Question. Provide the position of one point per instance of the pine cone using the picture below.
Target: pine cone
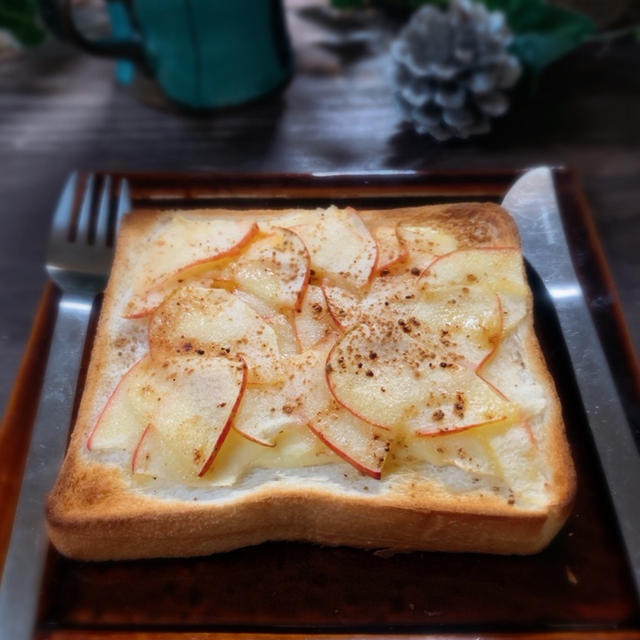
(450, 69)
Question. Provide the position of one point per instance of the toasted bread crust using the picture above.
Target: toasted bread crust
(93, 514)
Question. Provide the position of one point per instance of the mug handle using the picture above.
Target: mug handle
(58, 15)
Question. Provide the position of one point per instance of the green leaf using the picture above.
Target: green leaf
(542, 32)
(19, 17)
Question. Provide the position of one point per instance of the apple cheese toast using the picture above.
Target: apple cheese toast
(353, 378)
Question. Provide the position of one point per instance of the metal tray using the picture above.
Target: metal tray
(581, 584)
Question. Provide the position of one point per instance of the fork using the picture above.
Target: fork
(78, 260)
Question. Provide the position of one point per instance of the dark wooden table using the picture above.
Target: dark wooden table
(61, 110)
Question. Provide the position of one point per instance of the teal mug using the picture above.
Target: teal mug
(202, 54)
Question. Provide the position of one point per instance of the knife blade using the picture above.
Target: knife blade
(533, 204)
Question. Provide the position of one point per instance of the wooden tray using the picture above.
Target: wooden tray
(580, 587)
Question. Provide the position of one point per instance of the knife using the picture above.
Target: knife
(533, 204)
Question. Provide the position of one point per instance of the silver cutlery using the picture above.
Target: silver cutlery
(78, 260)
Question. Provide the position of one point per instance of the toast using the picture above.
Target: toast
(369, 379)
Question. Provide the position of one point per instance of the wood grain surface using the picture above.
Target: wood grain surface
(60, 110)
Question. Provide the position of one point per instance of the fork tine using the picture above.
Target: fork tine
(102, 221)
(84, 218)
(124, 205)
(64, 210)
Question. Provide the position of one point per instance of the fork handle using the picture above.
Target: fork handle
(24, 565)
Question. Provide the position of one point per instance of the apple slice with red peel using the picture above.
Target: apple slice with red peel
(143, 454)
(423, 244)
(390, 251)
(264, 413)
(499, 269)
(274, 268)
(461, 402)
(191, 404)
(181, 249)
(374, 372)
(389, 375)
(466, 320)
(280, 322)
(340, 245)
(313, 323)
(122, 420)
(213, 322)
(343, 306)
(388, 296)
(363, 446)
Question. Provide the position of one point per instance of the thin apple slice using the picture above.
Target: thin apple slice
(460, 402)
(390, 251)
(344, 307)
(392, 375)
(313, 322)
(191, 404)
(423, 244)
(274, 268)
(281, 323)
(374, 372)
(180, 249)
(500, 268)
(264, 414)
(214, 322)
(466, 320)
(122, 420)
(362, 445)
(388, 296)
(340, 245)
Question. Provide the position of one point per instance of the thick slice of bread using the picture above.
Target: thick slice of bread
(502, 484)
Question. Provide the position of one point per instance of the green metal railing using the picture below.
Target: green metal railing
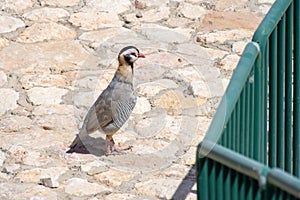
(256, 128)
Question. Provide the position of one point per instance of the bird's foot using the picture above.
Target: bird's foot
(113, 149)
(117, 150)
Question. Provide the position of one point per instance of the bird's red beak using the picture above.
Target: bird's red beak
(141, 55)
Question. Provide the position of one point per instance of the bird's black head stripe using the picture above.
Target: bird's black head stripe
(126, 48)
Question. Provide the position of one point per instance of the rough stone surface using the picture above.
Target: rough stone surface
(93, 19)
(50, 95)
(46, 14)
(8, 24)
(57, 56)
(8, 100)
(192, 11)
(81, 187)
(39, 32)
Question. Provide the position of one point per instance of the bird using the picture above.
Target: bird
(114, 105)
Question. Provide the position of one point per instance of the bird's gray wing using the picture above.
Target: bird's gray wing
(99, 114)
(123, 102)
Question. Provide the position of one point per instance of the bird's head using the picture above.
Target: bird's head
(129, 55)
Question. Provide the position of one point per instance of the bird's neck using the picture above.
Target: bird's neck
(124, 73)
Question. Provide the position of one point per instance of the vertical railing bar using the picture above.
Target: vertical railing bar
(280, 94)
(288, 89)
(220, 181)
(296, 118)
(203, 174)
(258, 76)
(242, 123)
(273, 99)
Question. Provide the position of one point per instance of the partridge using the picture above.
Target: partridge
(114, 105)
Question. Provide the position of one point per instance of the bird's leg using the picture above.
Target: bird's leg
(112, 148)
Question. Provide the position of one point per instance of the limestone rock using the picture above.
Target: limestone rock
(142, 106)
(26, 191)
(192, 11)
(81, 187)
(9, 24)
(46, 14)
(103, 35)
(48, 95)
(117, 6)
(8, 100)
(17, 6)
(38, 174)
(238, 47)
(15, 123)
(158, 187)
(230, 62)
(3, 78)
(58, 3)
(230, 20)
(220, 37)
(43, 57)
(50, 109)
(122, 196)
(40, 32)
(164, 34)
(113, 177)
(155, 15)
(94, 167)
(93, 19)
(3, 43)
(44, 80)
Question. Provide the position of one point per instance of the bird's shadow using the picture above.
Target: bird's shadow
(90, 145)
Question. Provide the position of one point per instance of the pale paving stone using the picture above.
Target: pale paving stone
(40, 32)
(2, 158)
(29, 81)
(81, 187)
(142, 106)
(3, 43)
(192, 11)
(16, 6)
(8, 100)
(34, 175)
(93, 19)
(224, 5)
(26, 191)
(164, 34)
(9, 24)
(46, 14)
(50, 109)
(56, 122)
(238, 47)
(167, 59)
(221, 37)
(60, 3)
(103, 35)
(117, 6)
(48, 95)
(168, 100)
(3, 78)
(114, 178)
(229, 62)
(15, 123)
(39, 57)
(123, 196)
(158, 187)
(94, 167)
(228, 20)
(201, 88)
(155, 15)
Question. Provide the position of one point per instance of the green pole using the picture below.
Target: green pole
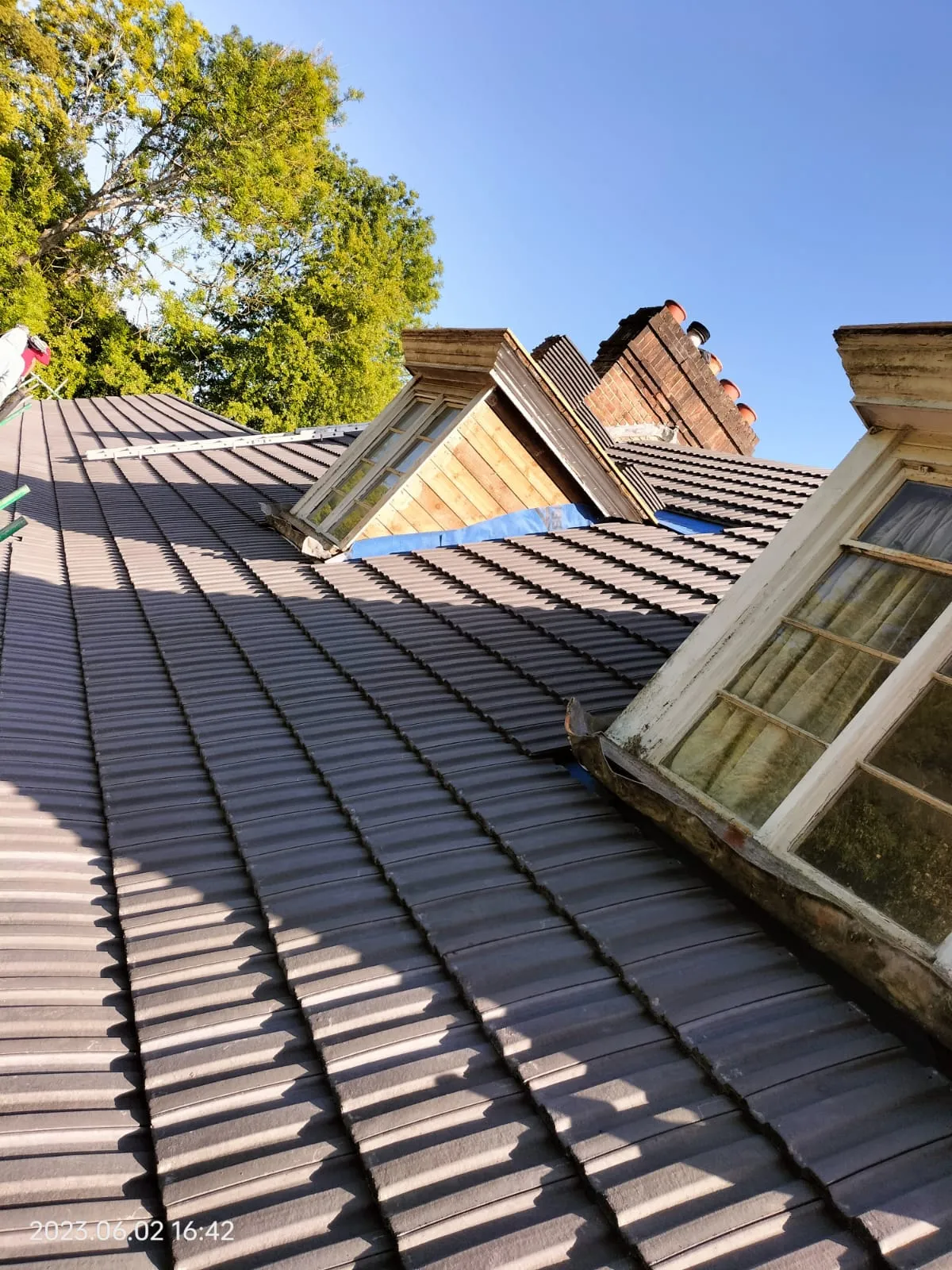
(10, 499)
(14, 527)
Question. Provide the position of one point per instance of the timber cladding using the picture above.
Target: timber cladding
(489, 465)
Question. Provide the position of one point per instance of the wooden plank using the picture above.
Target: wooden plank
(484, 474)
(499, 461)
(517, 468)
(433, 505)
(444, 457)
(517, 454)
(385, 522)
(412, 512)
(450, 491)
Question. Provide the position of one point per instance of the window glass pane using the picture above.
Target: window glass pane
(413, 456)
(352, 518)
(892, 850)
(340, 492)
(918, 518)
(886, 606)
(441, 423)
(810, 681)
(744, 762)
(397, 435)
(386, 446)
(919, 749)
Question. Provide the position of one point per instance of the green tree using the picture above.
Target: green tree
(150, 169)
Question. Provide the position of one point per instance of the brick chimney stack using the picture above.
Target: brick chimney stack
(651, 372)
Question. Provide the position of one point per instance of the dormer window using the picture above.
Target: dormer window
(801, 738)
(374, 470)
(828, 657)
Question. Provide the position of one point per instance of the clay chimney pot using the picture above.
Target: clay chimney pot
(747, 414)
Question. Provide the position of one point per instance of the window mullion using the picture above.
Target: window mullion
(355, 452)
(892, 556)
(865, 730)
(374, 473)
(771, 718)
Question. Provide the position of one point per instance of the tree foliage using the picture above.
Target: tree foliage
(175, 215)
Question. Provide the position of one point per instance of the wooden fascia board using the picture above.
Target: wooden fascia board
(447, 348)
(551, 417)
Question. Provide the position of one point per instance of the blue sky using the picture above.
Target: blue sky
(778, 167)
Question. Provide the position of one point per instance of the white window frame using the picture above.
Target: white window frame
(404, 402)
(685, 689)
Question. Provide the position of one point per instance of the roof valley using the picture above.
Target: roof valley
(75, 1134)
(391, 973)
(196, 935)
(475, 982)
(752, 958)
(520, 1166)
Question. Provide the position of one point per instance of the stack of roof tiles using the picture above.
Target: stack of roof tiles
(304, 935)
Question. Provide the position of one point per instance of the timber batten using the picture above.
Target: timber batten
(517, 444)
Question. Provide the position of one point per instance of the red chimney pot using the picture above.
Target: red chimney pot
(747, 414)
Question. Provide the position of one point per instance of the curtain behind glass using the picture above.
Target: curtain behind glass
(748, 764)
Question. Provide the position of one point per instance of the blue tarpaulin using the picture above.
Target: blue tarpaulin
(537, 520)
(687, 524)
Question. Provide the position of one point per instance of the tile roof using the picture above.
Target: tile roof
(302, 937)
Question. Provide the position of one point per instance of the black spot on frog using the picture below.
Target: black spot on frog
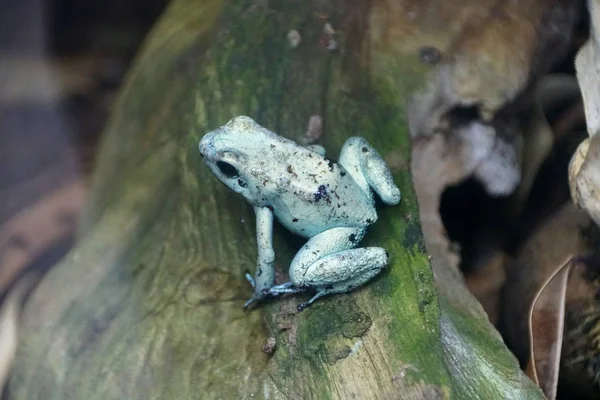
(321, 193)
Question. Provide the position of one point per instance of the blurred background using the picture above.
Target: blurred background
(61, 63)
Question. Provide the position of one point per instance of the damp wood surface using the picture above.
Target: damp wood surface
(148, 305)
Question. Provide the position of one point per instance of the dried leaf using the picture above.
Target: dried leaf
(546, 325)
(551, 91)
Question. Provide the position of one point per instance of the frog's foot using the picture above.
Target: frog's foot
(368, 169)
(257, 296)
(251, 301)
(287, 287)
(341, 272)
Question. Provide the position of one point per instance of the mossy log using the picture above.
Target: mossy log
(148, 305)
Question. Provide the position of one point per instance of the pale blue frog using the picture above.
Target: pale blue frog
(329, 203)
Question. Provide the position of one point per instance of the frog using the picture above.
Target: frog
(329, 203)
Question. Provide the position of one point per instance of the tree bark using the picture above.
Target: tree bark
(149, 303)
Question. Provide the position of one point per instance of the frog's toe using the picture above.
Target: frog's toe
(250, 279)
(251, 301)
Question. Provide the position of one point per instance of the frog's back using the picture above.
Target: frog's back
(318, 195)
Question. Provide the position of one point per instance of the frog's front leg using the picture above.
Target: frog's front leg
(265, 269)
(329, 263)
(368, 169)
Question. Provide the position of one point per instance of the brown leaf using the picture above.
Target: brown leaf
(546, 325)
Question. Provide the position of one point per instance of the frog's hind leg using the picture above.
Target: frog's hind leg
(368, 169)
(344, 271)
(329, 263)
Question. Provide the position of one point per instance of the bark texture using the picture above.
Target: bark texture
(149, 303)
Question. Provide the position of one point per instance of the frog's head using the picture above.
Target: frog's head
(232, 152)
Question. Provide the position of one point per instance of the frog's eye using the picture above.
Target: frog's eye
(227, 169)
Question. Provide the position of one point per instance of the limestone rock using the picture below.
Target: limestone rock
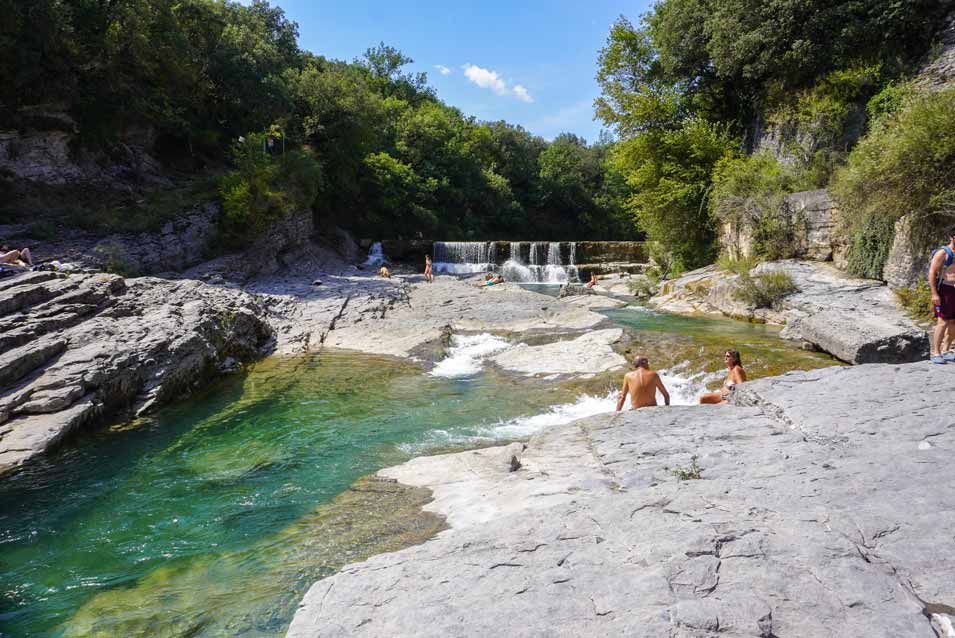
(76, 348)
(856, 320)
(939, 73)
(589, 353)
(817, 515)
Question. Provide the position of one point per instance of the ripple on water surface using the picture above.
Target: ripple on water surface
(213, 518)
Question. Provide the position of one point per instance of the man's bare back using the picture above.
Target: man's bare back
(642, 385)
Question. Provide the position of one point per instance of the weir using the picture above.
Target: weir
(524, 261)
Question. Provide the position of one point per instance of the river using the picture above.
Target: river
(213, 517)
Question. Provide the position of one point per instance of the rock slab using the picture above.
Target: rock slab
(824, 509)
(856, 320)
(75, 349)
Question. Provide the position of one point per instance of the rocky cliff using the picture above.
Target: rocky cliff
(75, 349)
(821, 507)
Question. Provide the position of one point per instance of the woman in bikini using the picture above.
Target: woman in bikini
(736, 375)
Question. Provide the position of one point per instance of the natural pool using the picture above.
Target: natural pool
(214, 517)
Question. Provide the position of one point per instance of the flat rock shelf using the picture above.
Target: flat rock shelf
(824, 507)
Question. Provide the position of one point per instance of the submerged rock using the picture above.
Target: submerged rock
(74, 349)
(856, 320)
(816, 514)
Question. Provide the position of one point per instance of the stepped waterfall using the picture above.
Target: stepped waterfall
(523, 262)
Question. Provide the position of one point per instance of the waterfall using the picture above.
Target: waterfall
(464, 257)
(544, 263)
(376, 257)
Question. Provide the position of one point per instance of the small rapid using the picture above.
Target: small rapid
(520, 262)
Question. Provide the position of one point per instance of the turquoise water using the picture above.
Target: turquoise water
(208, 520)
(213, 518)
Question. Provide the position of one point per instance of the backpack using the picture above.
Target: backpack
(949, 258)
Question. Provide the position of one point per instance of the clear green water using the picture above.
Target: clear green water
(213, 518)
(693, 346)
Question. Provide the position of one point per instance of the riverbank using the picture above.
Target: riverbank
(855, 320)
(810, 517)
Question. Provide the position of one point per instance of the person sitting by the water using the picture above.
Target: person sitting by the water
(642, 385)
(16, 257)
(428, 275)
(941, 282)
(736, 375)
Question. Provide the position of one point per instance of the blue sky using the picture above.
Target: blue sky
(530, 63)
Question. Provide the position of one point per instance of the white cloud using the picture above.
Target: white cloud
(521, 94)
(488, 79)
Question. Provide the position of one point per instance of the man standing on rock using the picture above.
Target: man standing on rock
(642, 385)
(941, 280)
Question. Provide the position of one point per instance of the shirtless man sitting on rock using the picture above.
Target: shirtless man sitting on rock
(642, 385)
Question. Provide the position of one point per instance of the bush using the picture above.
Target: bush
(917, 301)
(643, 286)
(764, 290)
(264, 188)
(903, 166)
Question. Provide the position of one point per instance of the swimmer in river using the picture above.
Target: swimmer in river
(642, 385)
(736, 375)
(428, 275)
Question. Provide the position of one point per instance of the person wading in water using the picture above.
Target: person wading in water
(642, 385)
(736, 375)
(428, 275)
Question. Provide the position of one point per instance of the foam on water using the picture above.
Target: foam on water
(516, 428)
(466, 355)
(376, 256)
(684, 389)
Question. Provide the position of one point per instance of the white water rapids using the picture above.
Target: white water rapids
(466, 358)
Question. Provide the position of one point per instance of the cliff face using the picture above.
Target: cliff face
(74, 349)
(820, 509)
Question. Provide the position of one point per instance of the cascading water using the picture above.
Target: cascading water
(545, 262)
(464, 257)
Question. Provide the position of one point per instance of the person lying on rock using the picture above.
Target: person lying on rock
(941, 281)
(16, 257)
(642, 385)
(736, 375)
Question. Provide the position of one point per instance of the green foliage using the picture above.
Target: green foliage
(692, 472)
(740, 265)
(115, 259)
(644, 286)
(917, 301)
(903, 166)
(764, 290)
(264, 188)
(825, 119)
(748, 194)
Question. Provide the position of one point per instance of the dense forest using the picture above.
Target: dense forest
(691, 92)
(693, 89)
(366, 144)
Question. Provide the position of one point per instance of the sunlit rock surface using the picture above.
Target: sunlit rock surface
(824, 508)
(856, 320)
(74, 349)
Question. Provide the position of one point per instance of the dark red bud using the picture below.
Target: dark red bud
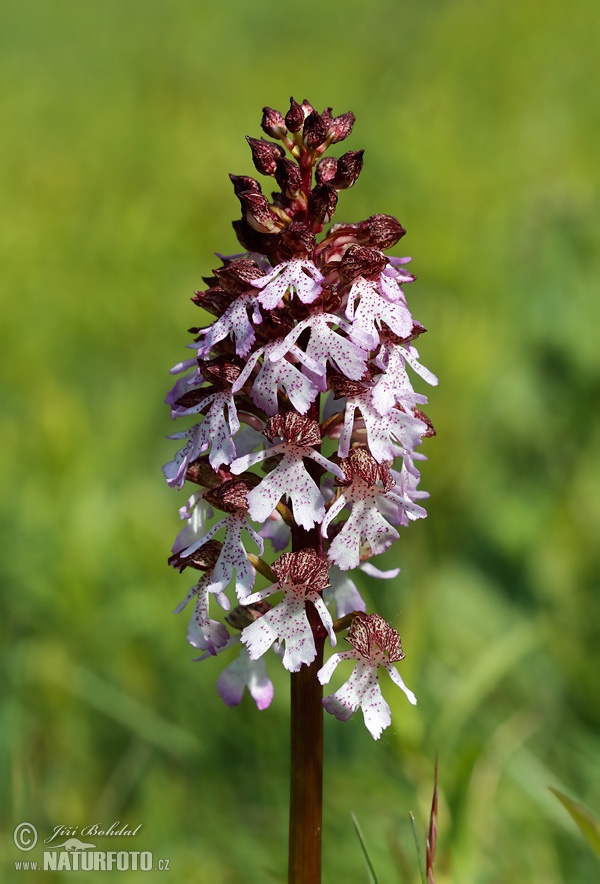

**Task objective:**
Locate each row above that contains the string "cladding" and copy those rows out in full. Treat uppercase and lowercase letters as different when matching.

**Response for this exercise:**
Question. Provide the position of one point per instance of the timber cladding using the picture above.
Target: timber cladding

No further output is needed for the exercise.